Available data:
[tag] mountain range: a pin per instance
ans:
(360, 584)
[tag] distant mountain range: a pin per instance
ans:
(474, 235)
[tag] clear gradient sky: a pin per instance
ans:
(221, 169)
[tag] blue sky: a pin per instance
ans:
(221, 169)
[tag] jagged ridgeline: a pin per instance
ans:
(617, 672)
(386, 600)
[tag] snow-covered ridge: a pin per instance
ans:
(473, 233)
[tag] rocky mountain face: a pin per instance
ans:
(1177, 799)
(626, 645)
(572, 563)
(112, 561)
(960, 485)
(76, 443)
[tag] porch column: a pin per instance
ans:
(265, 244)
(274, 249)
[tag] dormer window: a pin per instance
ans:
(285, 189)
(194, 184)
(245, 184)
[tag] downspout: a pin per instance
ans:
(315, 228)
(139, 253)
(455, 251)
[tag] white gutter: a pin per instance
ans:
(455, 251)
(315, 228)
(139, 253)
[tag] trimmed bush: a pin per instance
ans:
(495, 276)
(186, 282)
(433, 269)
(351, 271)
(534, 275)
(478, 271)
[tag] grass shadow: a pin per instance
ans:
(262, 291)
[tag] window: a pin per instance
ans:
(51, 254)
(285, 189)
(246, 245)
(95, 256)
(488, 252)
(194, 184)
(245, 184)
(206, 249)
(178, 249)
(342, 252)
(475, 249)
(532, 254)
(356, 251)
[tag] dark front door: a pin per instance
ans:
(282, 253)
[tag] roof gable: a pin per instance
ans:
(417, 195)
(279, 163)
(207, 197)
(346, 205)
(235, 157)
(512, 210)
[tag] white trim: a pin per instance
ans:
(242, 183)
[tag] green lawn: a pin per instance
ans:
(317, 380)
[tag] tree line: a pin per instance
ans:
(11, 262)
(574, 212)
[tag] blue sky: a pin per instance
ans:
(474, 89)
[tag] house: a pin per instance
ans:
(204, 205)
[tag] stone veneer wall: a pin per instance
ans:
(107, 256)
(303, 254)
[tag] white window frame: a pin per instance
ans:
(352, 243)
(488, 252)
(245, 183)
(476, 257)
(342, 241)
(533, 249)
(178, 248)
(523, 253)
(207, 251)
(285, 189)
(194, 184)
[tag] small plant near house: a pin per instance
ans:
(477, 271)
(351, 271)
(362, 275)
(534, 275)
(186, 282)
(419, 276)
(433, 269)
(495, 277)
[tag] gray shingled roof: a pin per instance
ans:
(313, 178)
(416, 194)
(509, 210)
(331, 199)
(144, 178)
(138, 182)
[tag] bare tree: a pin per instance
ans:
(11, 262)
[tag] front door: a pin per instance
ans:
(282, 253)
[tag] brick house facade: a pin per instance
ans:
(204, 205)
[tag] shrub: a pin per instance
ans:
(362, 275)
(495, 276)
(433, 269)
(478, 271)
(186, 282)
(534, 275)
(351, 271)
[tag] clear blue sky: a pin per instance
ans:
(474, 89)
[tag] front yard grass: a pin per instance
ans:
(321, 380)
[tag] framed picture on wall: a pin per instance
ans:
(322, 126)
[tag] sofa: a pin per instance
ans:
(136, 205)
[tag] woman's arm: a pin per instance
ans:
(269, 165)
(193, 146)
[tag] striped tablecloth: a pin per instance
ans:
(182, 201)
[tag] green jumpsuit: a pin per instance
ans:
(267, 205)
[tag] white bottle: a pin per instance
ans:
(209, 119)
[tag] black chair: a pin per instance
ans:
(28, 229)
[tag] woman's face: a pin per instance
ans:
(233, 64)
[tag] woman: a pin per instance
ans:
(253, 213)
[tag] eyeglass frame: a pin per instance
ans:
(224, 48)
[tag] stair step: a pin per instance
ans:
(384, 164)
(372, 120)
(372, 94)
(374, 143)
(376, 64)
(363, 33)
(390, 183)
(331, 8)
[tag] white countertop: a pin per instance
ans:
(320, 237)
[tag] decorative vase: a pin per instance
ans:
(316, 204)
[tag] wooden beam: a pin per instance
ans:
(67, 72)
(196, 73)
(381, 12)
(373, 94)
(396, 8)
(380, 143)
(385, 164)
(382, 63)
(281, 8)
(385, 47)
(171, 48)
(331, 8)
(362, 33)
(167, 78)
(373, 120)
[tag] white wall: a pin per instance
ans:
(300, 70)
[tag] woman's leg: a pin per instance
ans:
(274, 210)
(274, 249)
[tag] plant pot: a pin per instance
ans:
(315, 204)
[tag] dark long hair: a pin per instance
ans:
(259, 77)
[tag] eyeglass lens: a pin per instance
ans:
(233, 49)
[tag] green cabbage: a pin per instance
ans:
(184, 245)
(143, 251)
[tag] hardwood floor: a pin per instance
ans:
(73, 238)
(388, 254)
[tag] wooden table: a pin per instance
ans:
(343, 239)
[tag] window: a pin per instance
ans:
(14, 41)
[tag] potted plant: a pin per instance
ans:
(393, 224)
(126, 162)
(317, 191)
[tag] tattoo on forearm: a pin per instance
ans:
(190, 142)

Work to complete:
Each line of the entries holding the string "front" should be found and copied.

Exercise solution:
[tag] dark front door: a pin per instance
[tag] front door: a pin per instance
[tag] front yard grass: a pin per instance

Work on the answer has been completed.